# [Assigned task]
Retype exactly, and only, the lines from the one that contains "Target: hill" through the final line of the entries.

(Saved entries)
<<<<

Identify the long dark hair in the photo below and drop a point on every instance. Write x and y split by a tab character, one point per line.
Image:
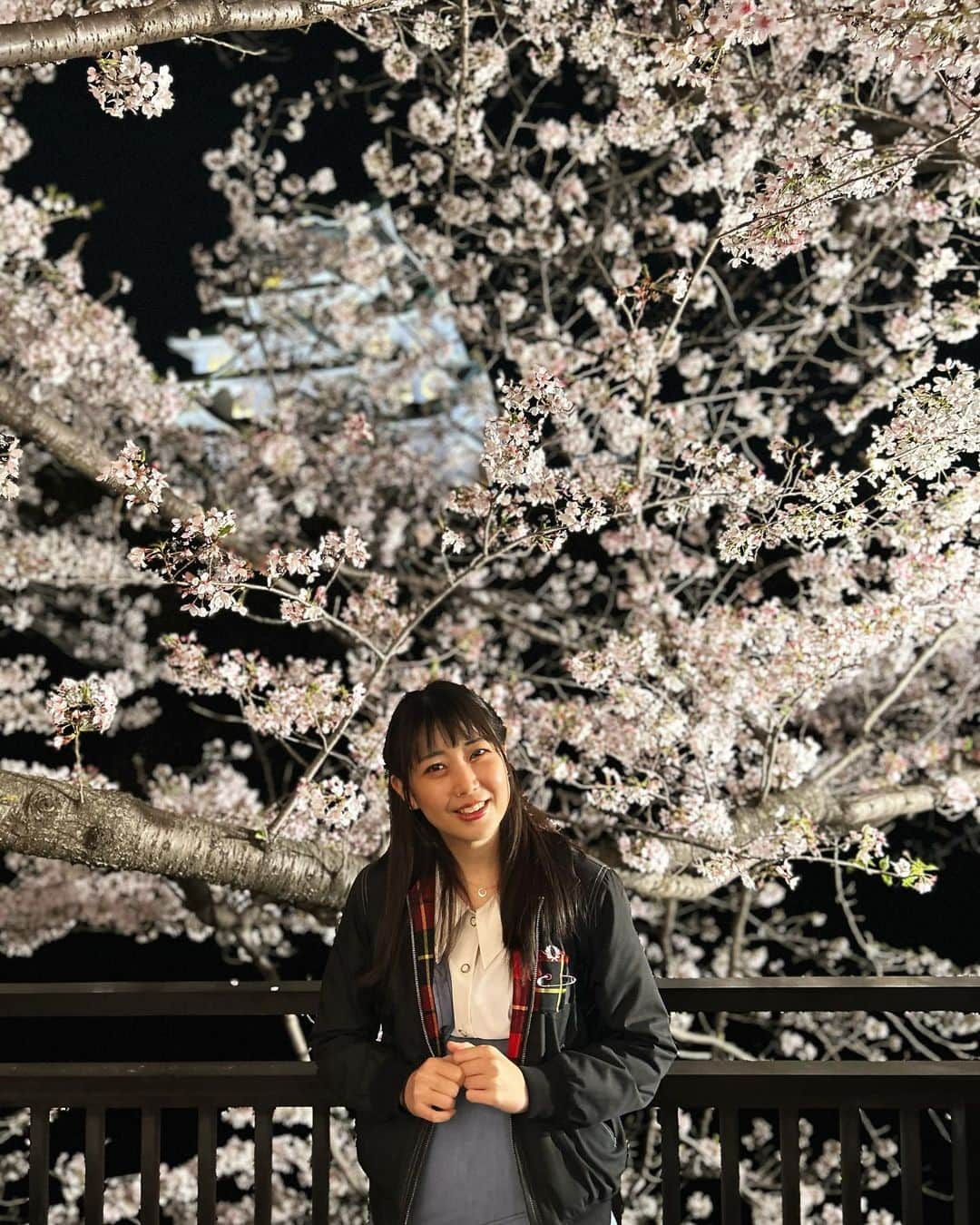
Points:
535	859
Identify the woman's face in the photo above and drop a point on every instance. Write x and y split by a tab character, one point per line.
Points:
454	777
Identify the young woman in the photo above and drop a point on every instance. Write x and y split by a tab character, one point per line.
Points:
518	1015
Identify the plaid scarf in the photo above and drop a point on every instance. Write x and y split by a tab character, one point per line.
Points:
550	986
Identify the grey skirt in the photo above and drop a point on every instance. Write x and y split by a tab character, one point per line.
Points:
471	1175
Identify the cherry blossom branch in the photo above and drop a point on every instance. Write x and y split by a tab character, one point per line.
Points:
69	38
86	457
116	830
816	805
861	745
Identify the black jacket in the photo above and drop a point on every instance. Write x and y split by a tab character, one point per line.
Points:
601	1055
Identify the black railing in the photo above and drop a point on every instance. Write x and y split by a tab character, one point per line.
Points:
909	1085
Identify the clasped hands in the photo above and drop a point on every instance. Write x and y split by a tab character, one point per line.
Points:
484	1073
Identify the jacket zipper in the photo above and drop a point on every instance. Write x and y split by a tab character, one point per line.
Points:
414	1170
528	1202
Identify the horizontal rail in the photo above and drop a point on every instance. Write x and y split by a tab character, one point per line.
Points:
238	998
689	1083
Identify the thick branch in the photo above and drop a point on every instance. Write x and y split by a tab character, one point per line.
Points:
70	38
819	806
76	450
73	447
116	830
119	832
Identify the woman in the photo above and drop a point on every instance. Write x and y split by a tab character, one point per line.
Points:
518	1014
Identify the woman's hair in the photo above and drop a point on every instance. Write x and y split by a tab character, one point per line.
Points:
534	858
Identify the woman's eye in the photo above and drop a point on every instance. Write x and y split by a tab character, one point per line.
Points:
473	755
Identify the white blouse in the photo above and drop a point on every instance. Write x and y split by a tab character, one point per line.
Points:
480	973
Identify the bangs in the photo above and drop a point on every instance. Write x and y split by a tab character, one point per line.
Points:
456	725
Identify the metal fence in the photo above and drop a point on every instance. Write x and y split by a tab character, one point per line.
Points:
787	1085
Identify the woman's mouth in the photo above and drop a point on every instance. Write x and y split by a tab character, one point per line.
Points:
473	816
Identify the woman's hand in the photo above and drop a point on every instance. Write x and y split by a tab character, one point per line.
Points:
430	1092
489	1077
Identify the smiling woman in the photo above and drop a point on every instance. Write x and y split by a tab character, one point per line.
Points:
528	1022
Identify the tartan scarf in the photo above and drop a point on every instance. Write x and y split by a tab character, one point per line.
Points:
552	983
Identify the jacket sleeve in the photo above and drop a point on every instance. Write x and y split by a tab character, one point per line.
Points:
622	1070
353	1068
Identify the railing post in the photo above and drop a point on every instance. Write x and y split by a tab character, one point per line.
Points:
94	1164
910	1162
321	1165
38	1161
150	1165
262	1165
965	1134
789	1164
729	1137
671	1164
207	1143
850	1165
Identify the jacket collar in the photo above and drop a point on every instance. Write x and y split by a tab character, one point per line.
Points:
422	909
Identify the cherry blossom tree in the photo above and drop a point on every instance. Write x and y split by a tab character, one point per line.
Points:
714	561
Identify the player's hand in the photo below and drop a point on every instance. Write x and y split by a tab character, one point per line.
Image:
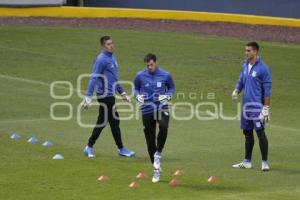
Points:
264	116
140	99
125	97
235	94
163	99
87	102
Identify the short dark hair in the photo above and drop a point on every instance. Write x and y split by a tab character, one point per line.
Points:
254	45
149	57
103	39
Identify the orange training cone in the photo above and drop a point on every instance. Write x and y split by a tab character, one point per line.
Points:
212	179
134	184
175	181
179	173
141	175
103	178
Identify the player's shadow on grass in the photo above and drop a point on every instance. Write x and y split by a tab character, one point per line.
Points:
145	159
285	171
207	187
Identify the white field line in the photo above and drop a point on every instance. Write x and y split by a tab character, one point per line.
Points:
35	82
75	89
23	120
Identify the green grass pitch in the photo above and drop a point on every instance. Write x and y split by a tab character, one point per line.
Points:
199	64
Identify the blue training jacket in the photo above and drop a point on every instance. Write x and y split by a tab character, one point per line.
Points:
104	76
151	85
256	84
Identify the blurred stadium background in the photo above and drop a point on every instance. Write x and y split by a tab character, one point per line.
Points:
201	42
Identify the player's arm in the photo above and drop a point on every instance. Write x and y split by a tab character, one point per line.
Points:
136	91
122	92
170	91
267	86
97	70
238	87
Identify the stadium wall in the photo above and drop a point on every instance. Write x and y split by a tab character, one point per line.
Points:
88	12
275	8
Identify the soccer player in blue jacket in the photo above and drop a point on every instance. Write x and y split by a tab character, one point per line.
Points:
255	81
153	88
105	78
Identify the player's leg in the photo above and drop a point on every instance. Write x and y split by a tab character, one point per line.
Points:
114	122
100	124
263	141
149	124
264	146
247	127
249	143
163	121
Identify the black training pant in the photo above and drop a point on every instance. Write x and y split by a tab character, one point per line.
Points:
107	113
149	121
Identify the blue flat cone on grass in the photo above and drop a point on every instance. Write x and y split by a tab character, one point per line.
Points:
58	157
47	144
32	140
15	136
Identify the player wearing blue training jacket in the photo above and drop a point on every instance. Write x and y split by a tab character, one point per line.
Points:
255	81
153	88
104	78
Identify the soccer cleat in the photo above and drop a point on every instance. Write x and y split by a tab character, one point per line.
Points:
265	166
126	152
156	175
243	165
89	152
157	158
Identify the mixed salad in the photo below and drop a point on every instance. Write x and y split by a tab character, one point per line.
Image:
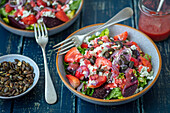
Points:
108	67
23	14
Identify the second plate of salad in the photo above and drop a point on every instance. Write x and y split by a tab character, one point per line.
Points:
21	15
113	65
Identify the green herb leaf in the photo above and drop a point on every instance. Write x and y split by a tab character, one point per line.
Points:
121	75
75	5
142	81
105	32
81	50
115	93
2	2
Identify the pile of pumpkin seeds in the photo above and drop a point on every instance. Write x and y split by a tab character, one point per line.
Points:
15	77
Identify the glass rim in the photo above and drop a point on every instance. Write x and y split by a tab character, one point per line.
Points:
143	8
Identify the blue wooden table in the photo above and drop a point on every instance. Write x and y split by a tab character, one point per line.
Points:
156	100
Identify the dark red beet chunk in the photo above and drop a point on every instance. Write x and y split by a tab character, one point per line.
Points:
15	23
100	92
130	90
51	22
131	84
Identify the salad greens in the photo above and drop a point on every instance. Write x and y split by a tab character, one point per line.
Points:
81	50
75	5
115	93
105	32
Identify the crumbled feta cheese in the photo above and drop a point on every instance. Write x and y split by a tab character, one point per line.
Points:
100	73
26	13
85	72
48	14
65	8
97	33
40	20
91	82
138	90
28	1
41	6
82	62
70	2
144	71
20	7
55	3
133	47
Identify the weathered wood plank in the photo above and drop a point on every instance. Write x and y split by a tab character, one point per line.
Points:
99	11
34	101
157	99
9	44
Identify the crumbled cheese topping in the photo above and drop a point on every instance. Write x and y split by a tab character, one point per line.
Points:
40	20
26	13
48	14
133	47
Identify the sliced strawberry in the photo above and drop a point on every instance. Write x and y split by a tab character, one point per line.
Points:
29	19
84	45
74	81
146	63
121	37
62	16
110	85
87	62
44	10
82	72
32	3
8	8
137	47
103	61
73	55
136	62
41	2
97	81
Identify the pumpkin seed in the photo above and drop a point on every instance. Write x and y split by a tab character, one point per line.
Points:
15	77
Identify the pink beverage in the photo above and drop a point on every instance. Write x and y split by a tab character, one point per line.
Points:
155	24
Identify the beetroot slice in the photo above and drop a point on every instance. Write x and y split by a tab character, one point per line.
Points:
130	90
15	23
51	22
131	84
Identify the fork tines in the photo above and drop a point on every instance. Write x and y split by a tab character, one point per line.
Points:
65	45
41	33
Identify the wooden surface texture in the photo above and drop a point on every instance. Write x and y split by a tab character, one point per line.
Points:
156	100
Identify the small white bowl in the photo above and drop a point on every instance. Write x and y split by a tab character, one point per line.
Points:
51	31
11	57
145	43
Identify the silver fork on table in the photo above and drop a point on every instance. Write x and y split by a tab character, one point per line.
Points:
76	40
41	36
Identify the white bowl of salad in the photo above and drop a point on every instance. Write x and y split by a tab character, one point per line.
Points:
111	67
19	16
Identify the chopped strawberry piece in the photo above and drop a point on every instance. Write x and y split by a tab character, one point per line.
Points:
103	61
97	81
146	63
62	16
74	81
41	2
29	19
121	37
82	72
84	45
136	62
73	55
8	8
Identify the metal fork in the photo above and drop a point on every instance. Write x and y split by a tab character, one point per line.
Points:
41	36
77	40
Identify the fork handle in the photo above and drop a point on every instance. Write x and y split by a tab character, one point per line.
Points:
122	15
50	93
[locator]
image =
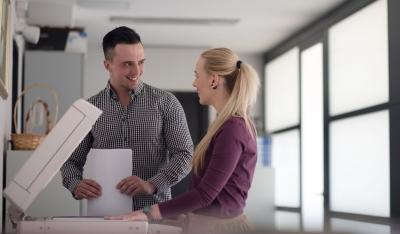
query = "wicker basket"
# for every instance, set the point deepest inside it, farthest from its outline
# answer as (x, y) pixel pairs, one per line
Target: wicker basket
(27, 140)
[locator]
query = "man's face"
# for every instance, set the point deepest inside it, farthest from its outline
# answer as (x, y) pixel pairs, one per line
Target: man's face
(125, 66)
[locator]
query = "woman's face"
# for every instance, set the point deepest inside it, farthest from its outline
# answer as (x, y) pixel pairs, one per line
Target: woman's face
(202, 83)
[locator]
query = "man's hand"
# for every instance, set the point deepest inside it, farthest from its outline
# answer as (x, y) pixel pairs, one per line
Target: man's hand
(134, 185)
(87, 189)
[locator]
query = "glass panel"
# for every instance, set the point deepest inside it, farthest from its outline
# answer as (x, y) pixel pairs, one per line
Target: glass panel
(358, 60)
(357, 227)
(285, 151)
(312, 137)
(287, 221)
(282, 91)
(359, 165)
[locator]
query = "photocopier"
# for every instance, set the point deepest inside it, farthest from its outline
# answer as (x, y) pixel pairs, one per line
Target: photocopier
(43, 165)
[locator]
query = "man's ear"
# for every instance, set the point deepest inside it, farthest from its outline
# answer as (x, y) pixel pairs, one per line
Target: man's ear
(106, 64)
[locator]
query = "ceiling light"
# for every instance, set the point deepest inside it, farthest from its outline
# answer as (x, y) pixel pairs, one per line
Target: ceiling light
(176, 21)
(104, 4)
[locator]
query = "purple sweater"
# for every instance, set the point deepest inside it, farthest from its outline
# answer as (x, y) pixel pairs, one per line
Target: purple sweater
(221, 188)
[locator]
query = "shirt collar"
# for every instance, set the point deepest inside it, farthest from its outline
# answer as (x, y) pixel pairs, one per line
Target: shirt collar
(132, 93)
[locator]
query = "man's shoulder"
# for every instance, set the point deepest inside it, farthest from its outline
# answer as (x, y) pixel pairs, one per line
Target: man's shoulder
(157, 92)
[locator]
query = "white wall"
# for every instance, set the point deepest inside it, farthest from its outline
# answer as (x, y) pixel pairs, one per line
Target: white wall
(5, 114)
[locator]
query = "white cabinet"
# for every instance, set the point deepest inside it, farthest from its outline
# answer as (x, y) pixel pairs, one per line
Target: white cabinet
(54, 200)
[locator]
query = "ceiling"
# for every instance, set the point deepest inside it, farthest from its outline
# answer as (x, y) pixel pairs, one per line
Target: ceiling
(261, 23)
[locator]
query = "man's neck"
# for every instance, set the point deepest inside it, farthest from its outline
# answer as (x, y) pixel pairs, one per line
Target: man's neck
(123, 95)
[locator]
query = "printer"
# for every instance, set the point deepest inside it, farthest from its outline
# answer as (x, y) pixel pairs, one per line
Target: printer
(43, 165)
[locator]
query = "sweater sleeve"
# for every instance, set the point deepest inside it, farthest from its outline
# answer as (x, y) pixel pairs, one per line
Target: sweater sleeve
(224, 158)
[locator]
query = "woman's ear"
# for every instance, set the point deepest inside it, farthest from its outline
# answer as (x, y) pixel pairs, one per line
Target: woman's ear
(214, 81)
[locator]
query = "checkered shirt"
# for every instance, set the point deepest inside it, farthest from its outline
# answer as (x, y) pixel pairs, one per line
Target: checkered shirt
(153, 125)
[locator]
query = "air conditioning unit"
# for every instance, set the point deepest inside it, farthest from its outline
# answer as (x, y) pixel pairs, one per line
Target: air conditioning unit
(53, 14)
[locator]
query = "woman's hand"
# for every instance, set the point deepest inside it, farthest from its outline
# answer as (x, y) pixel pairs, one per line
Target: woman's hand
(134, 216)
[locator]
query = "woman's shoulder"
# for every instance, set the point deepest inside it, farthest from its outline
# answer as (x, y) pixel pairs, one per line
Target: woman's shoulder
(234, 125)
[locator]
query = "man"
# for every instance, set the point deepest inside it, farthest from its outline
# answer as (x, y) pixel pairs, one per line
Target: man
(145, 119)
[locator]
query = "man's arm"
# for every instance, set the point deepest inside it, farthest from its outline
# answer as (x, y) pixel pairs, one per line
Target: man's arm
(179, 144)
(72, 169)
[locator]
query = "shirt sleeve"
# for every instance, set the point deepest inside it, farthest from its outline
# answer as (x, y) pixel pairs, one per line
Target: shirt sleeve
(179, 145)
(224, 158)
(72, 169)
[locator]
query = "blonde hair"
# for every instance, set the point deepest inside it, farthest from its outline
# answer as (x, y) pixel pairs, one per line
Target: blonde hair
(241, 82)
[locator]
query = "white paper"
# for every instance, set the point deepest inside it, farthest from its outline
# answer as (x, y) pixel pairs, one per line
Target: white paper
(108, 167)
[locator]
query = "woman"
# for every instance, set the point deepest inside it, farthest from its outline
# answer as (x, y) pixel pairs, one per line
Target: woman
(224, 160)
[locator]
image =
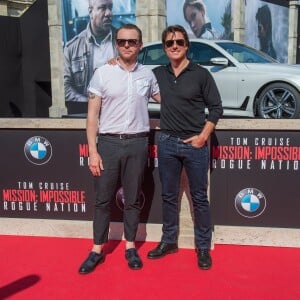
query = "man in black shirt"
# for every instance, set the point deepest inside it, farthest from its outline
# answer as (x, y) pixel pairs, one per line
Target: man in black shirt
(186, 90)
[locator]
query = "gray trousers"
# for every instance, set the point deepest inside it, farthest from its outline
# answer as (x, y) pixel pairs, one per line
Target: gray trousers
(124, 160)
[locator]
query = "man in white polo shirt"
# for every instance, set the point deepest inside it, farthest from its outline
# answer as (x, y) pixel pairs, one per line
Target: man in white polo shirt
(118, 114)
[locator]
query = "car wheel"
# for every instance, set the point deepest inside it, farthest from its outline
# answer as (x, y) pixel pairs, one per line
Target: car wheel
(279, 101)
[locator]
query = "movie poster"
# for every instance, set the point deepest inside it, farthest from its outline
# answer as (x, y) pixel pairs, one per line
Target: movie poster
(50, 178)
(266, 28)
(255, 178)
(208, 19)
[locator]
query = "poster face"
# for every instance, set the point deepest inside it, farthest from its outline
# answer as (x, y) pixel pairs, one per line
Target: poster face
(89, 42)
(266, 28)
(255, 178)
(209, 19)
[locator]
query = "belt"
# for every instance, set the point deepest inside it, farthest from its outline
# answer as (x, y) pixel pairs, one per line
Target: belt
(125, 136)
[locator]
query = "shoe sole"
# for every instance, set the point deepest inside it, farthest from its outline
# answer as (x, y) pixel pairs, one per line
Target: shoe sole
(204, 268)
(135, 268)
(168, 252)
(101, 261)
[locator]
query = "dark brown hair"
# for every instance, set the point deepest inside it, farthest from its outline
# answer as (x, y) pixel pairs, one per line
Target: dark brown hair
(173, 29)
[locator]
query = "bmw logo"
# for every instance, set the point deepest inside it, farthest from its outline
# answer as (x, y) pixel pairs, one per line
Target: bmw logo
(120, 199)
(250, 202)
(38, 150)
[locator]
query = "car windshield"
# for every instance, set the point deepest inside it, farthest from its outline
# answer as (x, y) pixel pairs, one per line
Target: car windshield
(245, 54)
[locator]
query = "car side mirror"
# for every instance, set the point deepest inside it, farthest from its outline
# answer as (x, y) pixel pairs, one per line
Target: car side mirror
(219, 61)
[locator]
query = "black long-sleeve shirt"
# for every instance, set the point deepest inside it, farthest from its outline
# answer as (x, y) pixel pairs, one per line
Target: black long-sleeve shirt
(184, 99)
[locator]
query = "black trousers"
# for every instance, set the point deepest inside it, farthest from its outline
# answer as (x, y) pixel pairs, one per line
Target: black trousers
(123, 159)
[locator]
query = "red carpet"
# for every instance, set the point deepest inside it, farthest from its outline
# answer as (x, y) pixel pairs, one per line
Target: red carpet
(46, 268)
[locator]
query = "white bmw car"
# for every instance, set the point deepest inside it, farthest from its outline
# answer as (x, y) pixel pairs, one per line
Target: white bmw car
(251, 83)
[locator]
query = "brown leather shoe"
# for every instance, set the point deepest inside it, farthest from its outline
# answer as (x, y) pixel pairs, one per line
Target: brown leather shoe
(162, 249)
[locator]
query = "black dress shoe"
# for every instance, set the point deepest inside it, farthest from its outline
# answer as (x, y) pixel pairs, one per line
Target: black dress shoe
(134, 261)
(162, 249)
(91, 262)
(204, 259)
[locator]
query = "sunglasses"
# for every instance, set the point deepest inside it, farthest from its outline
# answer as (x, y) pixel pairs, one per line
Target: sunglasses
(131, 42)
(170, 43)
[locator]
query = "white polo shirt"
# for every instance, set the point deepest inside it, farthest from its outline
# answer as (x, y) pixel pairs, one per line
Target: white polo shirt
(125, 95)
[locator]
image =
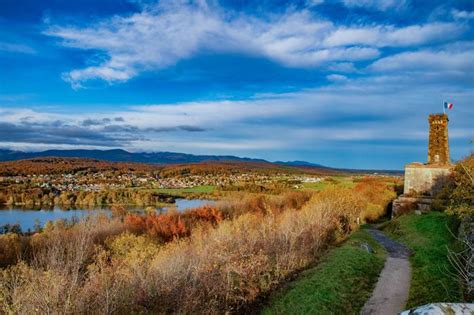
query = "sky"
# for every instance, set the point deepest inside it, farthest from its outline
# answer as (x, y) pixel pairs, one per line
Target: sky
(343, 83)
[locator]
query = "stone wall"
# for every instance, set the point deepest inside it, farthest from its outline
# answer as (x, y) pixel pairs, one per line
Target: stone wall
(425, 179)
(438, 147)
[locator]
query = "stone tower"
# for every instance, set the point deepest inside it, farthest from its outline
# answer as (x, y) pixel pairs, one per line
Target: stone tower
(438, 147)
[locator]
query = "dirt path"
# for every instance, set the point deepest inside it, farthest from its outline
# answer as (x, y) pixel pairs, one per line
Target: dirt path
(391, 292)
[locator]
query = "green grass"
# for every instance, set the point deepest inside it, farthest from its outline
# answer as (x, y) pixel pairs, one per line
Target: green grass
(339, 284)
(428, 236)
(179, 191)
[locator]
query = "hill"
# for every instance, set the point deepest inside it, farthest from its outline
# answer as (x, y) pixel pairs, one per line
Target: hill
(118, 155)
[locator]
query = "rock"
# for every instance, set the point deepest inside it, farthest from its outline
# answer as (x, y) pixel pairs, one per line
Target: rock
(441, 309)
(367, 248)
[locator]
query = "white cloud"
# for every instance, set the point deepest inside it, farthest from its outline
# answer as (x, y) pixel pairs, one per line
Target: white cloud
(336, 77)
(461, 62)
(16, 48)
(165, 33)
(382, 36)
(457, 14)
(381, 5)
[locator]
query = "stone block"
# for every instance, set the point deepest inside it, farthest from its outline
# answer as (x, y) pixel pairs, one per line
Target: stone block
(422, 179)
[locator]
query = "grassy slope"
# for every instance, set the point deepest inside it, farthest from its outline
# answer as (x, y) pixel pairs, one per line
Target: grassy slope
(339, 284)
(428, 236)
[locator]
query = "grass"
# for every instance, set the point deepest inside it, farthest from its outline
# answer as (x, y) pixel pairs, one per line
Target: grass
(339, 284)
(428, 236)
(178, 191)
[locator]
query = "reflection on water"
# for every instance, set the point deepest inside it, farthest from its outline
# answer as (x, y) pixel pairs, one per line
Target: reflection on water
(27, 218)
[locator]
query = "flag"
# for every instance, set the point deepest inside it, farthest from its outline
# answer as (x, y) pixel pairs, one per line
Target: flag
(448, 105)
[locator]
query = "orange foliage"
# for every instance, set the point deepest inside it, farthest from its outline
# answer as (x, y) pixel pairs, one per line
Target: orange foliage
(169, 226)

>>>>

# [Written answer]
Target: hill
(118, 155)
[locator]
query = "rock"
# for every instance, set the point deepest inside it, farthest from its outline
# answer as (x, y) pixel pairs, one per line
Target: rock
(441, 309)
(367, 248)
[locator]
query = "white cloud"
# for every instance, set the point deepest inside it, farthest from its outline
# answer as (x, y) pixel pairs, one per line
Target: white cloud
(336, 77)
(461, 62)
(16, 48)
(165, 33)
(382, 36)
(457, 14)
(381, 5)
[locator]
query = "stone block"
# for every instance, set the point deepest inside it, farthest from its outline
# answer as (x, y) pixel pairs, one per line
Target: stone block
(422, 179)
[locator]
query = "grassy slope"
# for every instance, set the point deepest inside it, farthest from its outline
# answer as (x, y) pixel pairs, one per line
Target: grassy slope
(339, 284)
(428, 236)
[locator]
query = "grass"
# for every instance, set the point deepest inside it, farthest from its outline
# answer as (x, y) pixel pairs, one per line
Target: grass
(339, 284)
(428, 236)
(178, 191)
[locator]
query = "reflection on water"
# for every instance, set the point deepest inside it, farthest from its outline
# answer as (x, y) pixel pairs, one per line
Target: reflection on water
(27, 218)
[locator]
query = "flag"
# for every instance, set the point deepest inside it, farthest from its outline
# answer as (x, y) pixel pairs, one per line
Target: flag
(448, 105)
[locator]
query = "orange foliage"
# for every instance, set the point deepest inside it, farthest from its outline
# answer as (x, y) pixel pairs, one per line
Target: orange foliage
(169, 226)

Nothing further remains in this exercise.